RECORD EXCERPTS
****************************************
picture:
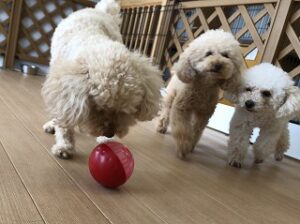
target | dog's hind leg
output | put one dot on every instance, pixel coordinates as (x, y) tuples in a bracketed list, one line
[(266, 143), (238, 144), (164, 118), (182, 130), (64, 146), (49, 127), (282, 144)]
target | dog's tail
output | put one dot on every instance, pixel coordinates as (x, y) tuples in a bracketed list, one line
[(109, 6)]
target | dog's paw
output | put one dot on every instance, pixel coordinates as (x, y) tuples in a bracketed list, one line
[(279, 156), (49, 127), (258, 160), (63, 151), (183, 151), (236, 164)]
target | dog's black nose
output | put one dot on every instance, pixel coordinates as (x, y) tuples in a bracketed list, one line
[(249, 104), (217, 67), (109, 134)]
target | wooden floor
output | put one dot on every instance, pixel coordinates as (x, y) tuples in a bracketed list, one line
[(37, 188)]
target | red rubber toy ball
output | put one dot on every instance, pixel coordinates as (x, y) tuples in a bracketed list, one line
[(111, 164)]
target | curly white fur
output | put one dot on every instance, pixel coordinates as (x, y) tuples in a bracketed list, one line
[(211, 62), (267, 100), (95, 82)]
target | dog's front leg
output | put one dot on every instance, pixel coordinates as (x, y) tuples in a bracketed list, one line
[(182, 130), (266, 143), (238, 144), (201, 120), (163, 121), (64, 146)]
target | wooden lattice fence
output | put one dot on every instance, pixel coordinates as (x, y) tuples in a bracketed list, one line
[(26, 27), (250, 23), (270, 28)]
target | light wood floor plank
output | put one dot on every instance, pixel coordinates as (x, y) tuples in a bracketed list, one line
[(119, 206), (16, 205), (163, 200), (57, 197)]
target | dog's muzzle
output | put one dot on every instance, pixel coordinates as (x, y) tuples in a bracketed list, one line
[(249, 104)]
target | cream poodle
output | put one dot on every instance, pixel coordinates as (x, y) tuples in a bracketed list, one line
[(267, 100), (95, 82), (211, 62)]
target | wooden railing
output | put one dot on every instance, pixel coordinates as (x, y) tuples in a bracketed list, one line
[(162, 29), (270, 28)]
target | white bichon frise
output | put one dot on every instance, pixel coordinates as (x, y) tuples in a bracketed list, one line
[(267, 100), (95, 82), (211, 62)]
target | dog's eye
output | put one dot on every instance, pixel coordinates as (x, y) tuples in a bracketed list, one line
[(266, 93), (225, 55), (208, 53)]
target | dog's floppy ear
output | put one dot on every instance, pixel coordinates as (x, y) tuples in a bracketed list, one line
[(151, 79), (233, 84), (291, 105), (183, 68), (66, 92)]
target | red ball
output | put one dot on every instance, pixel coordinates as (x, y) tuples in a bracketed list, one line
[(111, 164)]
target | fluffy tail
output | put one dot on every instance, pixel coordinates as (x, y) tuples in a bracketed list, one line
****************************************
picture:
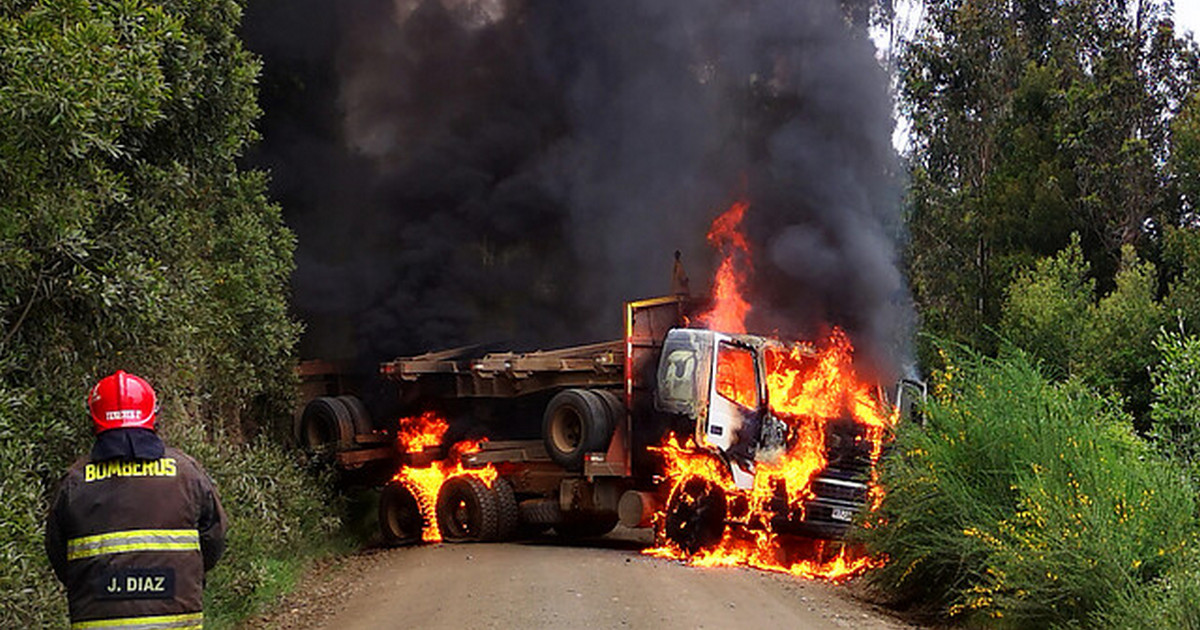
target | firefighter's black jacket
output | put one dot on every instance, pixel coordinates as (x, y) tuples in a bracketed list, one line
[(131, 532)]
****************************************
WRITTEN PROBLEM
Reproduce the lines from the one containing "target | dog's paw" up to and including the one containing "[(249, 104)]", requests and all, with each point coordinate in the answers multiplied by 2.35 and rounded to a whole number, halves going up. Give only those lines.

EXERCISE ANSWER
target | dog's paw
output | put one dot on every instance, pixel coordinates as (x, y) tuples in a bracketed list, one line
[(656, 367), (115, 298), (606, 376), (148, 355), (430, 355), (555, 385)]
target | dog's black nose
output | put one dot on every instance, pixel coordinates as (x, y) tuples in a bracketed list, one line
[(585, 244), (510, 157), (256, 315)]
target | wooden floor
output | put one dot on every instance, pixel coordinates as (x, y) tuples in a bracketed list, one line
[(87, 442)]
target | red rubber toy ball
output | put one dot on every instance, pixel coordinates as (x, y) tuples in a bracketed list, one line
[(261, 385)]
target | curly white fur
output | put one dot on every instance, pixel coordinates as (x, y) tuples in a bracketed list, one line
[(496, 146), (627, 235), (223, 193)]
target | dog's front leg
output | put one dot on every instance, pixel coordinates as (x, y) tuples in a bracketed list, one line
[(428, 306), (625, 336), (559, 338), (472, 282), (383, 284), (150, 343)]
target | wooden lattice fence
output | put one dot on every instance, pixel coordinates as (x, y) tuples in a bracketed list, one line
[(61, 63), (588, 54), (635, 66)]
target | light wood floor plank
output | put one dot on every instance, pixel coordinates as (x, y) tuples in a bracketed list, one line
[(280, 484), (38, 482), (383, 470), (134, 463)]
target | dog's muzzle
output | put one dot on every instance, pixel coordinates as (x, y) tuples in a bracketed list, one line
[(585, 244)]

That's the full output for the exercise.